--- Extracted information ---

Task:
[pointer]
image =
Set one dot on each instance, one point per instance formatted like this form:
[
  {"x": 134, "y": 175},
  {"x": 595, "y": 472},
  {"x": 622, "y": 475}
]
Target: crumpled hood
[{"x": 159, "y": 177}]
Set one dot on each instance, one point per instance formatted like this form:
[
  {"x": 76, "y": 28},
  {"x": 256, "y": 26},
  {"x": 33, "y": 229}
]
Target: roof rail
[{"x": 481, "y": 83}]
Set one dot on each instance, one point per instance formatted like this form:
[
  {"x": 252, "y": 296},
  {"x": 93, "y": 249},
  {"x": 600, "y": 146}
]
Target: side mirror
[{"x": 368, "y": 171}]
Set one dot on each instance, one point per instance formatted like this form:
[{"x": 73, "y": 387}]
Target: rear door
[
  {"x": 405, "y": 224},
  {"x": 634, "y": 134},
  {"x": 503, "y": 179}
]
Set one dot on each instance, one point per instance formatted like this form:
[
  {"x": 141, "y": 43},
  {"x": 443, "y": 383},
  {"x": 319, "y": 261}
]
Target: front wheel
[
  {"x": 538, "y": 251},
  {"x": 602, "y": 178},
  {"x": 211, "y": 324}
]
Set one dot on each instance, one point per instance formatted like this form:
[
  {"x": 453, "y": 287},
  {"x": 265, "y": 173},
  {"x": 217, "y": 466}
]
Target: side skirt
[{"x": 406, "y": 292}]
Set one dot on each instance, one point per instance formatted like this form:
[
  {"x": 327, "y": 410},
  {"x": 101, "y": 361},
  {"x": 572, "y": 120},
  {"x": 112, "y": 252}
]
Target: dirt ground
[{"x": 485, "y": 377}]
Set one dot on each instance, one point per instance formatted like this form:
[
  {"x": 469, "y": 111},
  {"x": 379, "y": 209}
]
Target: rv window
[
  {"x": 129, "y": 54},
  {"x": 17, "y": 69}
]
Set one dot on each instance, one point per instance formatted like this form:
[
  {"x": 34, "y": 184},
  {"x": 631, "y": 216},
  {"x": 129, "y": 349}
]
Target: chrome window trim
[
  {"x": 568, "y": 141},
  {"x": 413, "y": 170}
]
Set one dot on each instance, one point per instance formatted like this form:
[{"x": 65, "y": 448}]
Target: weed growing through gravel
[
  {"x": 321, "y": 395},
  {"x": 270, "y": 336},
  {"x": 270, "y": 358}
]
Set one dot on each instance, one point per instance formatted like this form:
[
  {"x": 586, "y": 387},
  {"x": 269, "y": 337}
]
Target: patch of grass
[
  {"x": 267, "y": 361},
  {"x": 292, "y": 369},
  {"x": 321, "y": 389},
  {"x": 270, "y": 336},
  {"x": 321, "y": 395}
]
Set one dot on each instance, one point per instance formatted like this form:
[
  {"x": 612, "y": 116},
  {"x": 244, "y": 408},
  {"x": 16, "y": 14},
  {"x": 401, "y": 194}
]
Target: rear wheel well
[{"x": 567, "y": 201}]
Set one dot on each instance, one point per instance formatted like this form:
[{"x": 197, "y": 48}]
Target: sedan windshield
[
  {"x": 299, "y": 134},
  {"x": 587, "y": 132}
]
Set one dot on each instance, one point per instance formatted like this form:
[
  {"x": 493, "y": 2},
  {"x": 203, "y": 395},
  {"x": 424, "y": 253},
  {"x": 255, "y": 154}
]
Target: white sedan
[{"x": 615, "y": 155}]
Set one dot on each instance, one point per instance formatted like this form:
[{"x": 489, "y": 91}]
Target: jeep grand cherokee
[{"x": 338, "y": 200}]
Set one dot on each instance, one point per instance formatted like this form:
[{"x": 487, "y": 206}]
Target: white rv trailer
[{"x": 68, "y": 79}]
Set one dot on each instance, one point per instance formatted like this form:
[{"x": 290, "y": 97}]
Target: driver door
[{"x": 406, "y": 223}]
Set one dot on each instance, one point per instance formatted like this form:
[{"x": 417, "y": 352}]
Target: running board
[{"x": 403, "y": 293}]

---

**Short problem**. Give the records above again, word for word.

**Solution**.
Task:
[pointer]
image =
Set one dot on each instance, one point per instance formatted like this form:
[
  {"x": 134, "y": 175},
  {"x": 595, "y": 472},
  {"x": 622, "y": 475}
]
Target: crumpled hood
[{"x": 159, "y": 177}]
Set one dot on each instance, one point per instance formatted like this form:
[
  {"x": 76, "y": 28},
  {"x": 256, "y": 26},
  {"x": 33, "y": 229}
]
Target: roof rail
[{"x": 481, "y": 83}]
Set one dot on each instance, one point per instance formatted like this form:
[
  {"x": 252, "y": 296},
  {"x": 93, "y": 249},
  {"x": 600, "y": 146}
]
Target: side mirror
[{"x": 368, "y": 171}]
Set one dot on each instance, one point per instance formatted like this form:
[{"x": 73, "y": 387}]
Target: rear door
[
  {"x": 405, "y": 224},
  {"x": 634, "y": 134},
  {"x": 503, "y": 179}
]
Set one dot on each instance, one point per instance formatted like this form:
[
  {"x": 141, "y": 43},
  {"x": 443, "y": 383},
  {"x": 319, "y": 261}
]
Target: front wheel
[
  {"x": 538, "y": 251},
  {"x": 602, "y": 178},
  {"x": 211, "y": 324}
]
Set one dot on each instance, one point per instance formatted like this form:
[
  {"x": 453, "y": 287},
  {"x": 265, "y": 173},
  {"x": 217, "y": 466}
]
Target: side skirt
[{"x": 406, "y": 292}]
Set one dot on each instance, one point per instance formatted like this form:
[
  {"x": 327, "y": 410},
  {"x": 101, "y": 361},
  {"x": 572, "y": 120},
  {"x": 112, "y": 252}
]
Target: dirt ground
[{"x": 485, "y": 377}]
Set one dot on each instance, one point per instance formatted like this form:
[
  {"x": 469, "y": 111},
  {"x": 379, "y": 209}
]
Target: rv window
[
  {"x": 129, "y": 54},
  {"x": 17, "y": 69}
]
Set one dot on each instance, one point per instance formatted like this form:
[
  {"x": 34, "y": 184},
  {"x": 631, "y": 216},
  {"x": 129, "y": 349}
]
Target: chrome window trim
[
  {"x": 568, "y": 141},
  {"x": 413, "y": 170}
]
Set one dot on each instance, one point per instance formatted like this form:
[{"x": 65, "y": 448}]
Target: weed growing through gravel
[
  {"x": 321, "y": 395},
  {"x": 270, "y": 336},
  {"x": 270, "y": 358}
]
Set one dot on each instance, one point per instance formatted like this form:
[
  {"x": 586, "y": 387},
  {"x": 269, "y": 337}
]
Target: patch of grass
[
  {"x": 267, "y": 361},
  {"x": 292, "y": 369},
  {"x": 321, "y": 389},
  {"x": 270, "y": 336},
  {"x": 321, "y": 395}
]
Set one dot on each instance, one point per instance formatted like this form:
[
  {"x": 612, "y": 116},
  {"x": 244, "y": 408},
  {"x": 16, "y": 14},
  {"x": 401, "y": 194}
]
Target: rear wheel well
[{"x": 567, "y": 201}]
Set one dot on each instance, one point per instance formatted like this form:
[{"x": 197, "y": 48}]
Target: sedan windshield
[
  {"x": 299, "y": 134},
  {"x": 587, "y": 132}
]
Set one dot on each instance, one point per instance formatted like this form:
[
  {"x": 493, "y": 2},
  {"x": 203, "y": 395},
  {"x": 424, "y": 253},
  {"x": 255, "y": 154}
]
Target: white sedan
[{"x": 615, "y": 155}]
Set one dot on each instance, one point per instance formatted like this form:
[{"x": 489, "y": 91}]
Target: jeep grand cherokee
[{"x": 338, "y": 200}]
Set one dot on each instance, one point per instance formatted like this form:
[{"x": 487, "y": 206}]
Target: white rv trailer
[{"x": 68, "y": 79}]
Set one dot on each instance, one point per instance formatted like this form:
[{"x": 290, "y": 97}]
Target: driver door
[{"x": 406, "y": 223}]
Set one dot on each instance, one point per instance formatted like this form:
[{"x": 417, "y": 352}]
Target: running board
[{"x": 403, "y": 293}]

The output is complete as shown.